- Instructions to follow: Pictures stay out of the copy; restate everything else in the material exactly.

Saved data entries
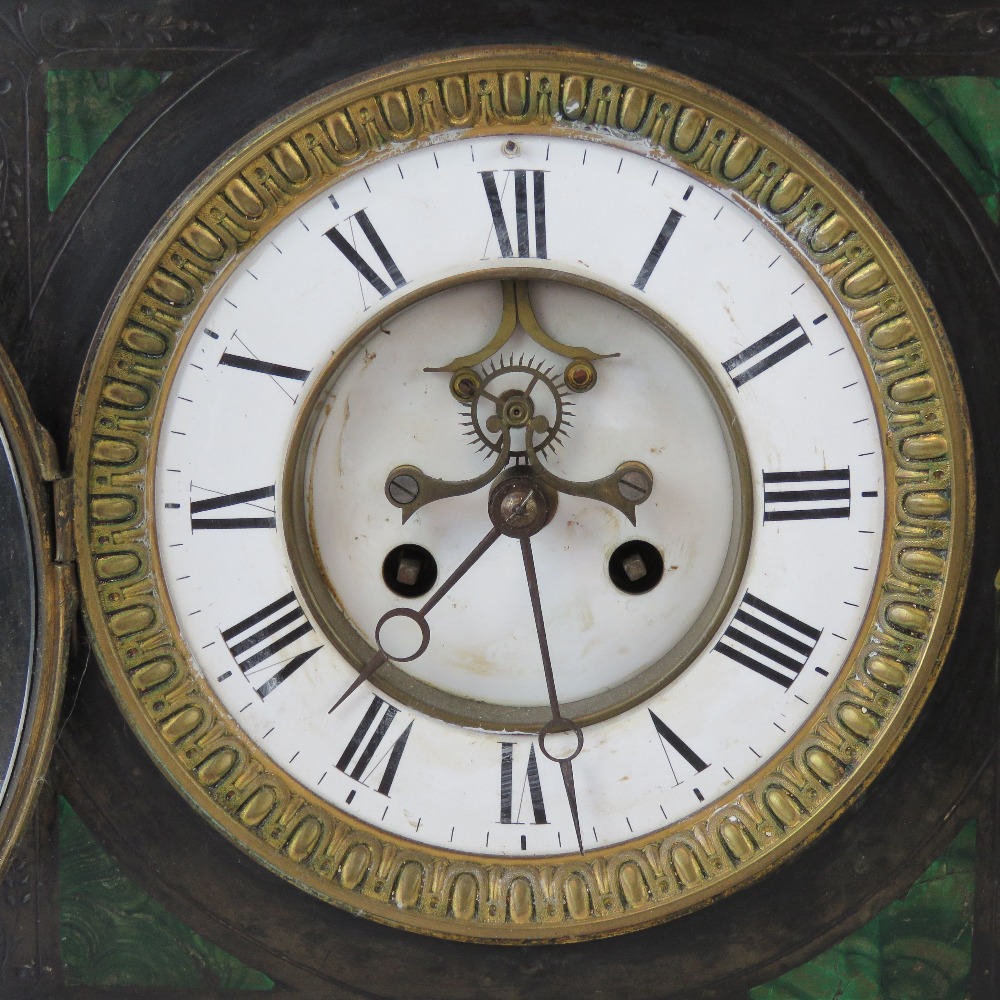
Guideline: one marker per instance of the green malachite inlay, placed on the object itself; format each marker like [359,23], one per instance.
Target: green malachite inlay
[918,948]
[962,114]
[84,107]
[113,934]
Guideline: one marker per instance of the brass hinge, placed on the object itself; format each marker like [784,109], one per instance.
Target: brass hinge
[62,513]
[47,456]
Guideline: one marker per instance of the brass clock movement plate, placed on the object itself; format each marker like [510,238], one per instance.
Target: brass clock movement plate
[522,495]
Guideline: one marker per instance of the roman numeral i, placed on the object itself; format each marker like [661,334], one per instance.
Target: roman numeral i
[359,263]
[532,783]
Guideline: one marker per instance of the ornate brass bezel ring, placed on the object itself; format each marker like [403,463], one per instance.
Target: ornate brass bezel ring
[927,453]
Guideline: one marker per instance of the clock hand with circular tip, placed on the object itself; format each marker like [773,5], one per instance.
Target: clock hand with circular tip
[558,723]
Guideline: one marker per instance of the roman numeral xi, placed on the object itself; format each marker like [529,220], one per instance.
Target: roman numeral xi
[766,352]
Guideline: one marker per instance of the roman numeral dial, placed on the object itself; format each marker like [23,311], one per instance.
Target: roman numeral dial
[408,329]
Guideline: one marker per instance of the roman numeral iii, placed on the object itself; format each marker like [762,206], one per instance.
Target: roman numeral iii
[531,783]
[769,641]
[529,217]
[807,496]
[259,638]
[372,733]
[766,352]
[358,262]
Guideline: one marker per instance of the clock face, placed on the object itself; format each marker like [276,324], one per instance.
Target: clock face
[546,519]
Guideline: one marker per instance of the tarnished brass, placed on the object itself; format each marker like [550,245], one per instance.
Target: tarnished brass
[886,675]
[517,310]
[48,585]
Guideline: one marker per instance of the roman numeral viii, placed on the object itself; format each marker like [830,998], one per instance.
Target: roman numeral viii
[768,640]
[199,508]
[524,213]
[371,732]
[362,266]
[766,352]
[255,641]
[807,496]
[532,784]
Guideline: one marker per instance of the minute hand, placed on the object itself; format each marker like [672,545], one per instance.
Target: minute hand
[557,724]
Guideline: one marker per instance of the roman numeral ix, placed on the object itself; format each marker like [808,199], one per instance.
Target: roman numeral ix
[807,496]
[362,266]
[524,213]
[769,641]
[259,637]
[375,733]
[766,352]
[531,782]
[224,500]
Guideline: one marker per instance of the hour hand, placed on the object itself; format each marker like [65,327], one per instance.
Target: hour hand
[624,489]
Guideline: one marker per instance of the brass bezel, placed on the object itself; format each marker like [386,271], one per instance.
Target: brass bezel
[794,795]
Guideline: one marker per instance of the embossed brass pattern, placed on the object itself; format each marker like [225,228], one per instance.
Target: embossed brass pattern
[921,576]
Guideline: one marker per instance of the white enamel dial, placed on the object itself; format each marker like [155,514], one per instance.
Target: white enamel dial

- Written response:
Guideline: one marker per instance of the green malachite inlay, placed on the object itself; format each marker like [359,23], one per instance.
Target: green malachite inlay
[918,948]
[962,114]
[84,107]
[113,934]
Guideline: one marker per instance of the brass hinge, placed on the object itself; format each marker like [784,109], one per instance.
Target: brass hinge
[62,513]
[47,456]
Guideline: one marker per instance of the brass clock movement plate, placed on the object itself; format each marker like [510,238], one per instance.
Target: brass clock movement plate
[522,495]
Guideline: one marker per instance of the roman numeral i, placed on the object itself; format each marker like [661,334], one per instance.
Target: roman numeral i
[359,263]
[532,783]
Guideline: one marker per instance of the ornate brass bezel ring, placed on the object itself; format each marker like [403,463], one per instance.
Target: ornate brass bezel ring
[927,453]
Guideline: one marker per instance of the clock hand with circular tip, placed on the object itself; format each marker like [773,5], one per instance.
Target: clock hand with circular tip
[558,723]
Guideline: one marker per instance of the roman numeral xi, placed on the object itself; format each marker like [529,220], one per instance.
Target: roman numeral xi
[766,352]
Guideline: one marker per instance of the roman numeral dial, placed on the object itself; format each marker like [23,311], one per instance.
Target: roman numeral dial
[408,329]
Guideline: one marker per instance of the roman numeral iii, placed on the object itself; format each marker like [762,206], one per instance.
Target: roman numeral iii
[531,783]
[769,641]
[529,217]
[807,496]
[259,638]
[372,733]
[766,352]
[358,262]
Guideline: one marker per instance of the clock face, placed on the object itself; format each marker like [276,324], one per instance.
Target: clock face
[546,519]
Guideline: one marker per instance of the tarnished brass, placed on the object itself; format each marker like [550,245], one per instance.
Target: tarnished brass
[886,675]
[517,310]
[48,585]
Guideline: one marker per instance of the roman numeral viii, placed on the object itself; format each marker like [830,998], one per instance.
Target: roman numeral viii
[768,640]
[199,508]
[524,213]
[371,732]
[362,266]
[766,352]
[255,641]
[807,496]
[532,784]
Guideline: one marker per instance of the minute hand, placed on the object itself; format each marker like [672,545], one per instance.
Target: minute hand
[557,724]
Guideline: one marker per instance of the roman numeral ix, placed on the object itself; format each marker like [808,199], one per instance.
Target: roman numeral ix
[807,496]
[362,266]
[524,213]
[769,641]
[259,637]
[375,733]
[766,352]
[531,782]
[224,500]
Guideline: one marker per instance of the hour hand, placed on the object itself; format each marker like [65,327], one per instance.
Target: hour hand
[624,489]
Guideline: one marker per instance of the brass bezel, placed on the object itself; format each marker like [386,271], one per instance.
Target: brass bezel
[794,795]
Guideline: one marker per instance of the embossed brass pattern, placed on the object itself; format each marker like [225,228], one per instance.
Target: embossed brass pattern
[921,576]
Guideline: one marker per instance of the white enamel dial, placed on the object itself; format each marker like [155,514], one per instance.
Target: white enamel dial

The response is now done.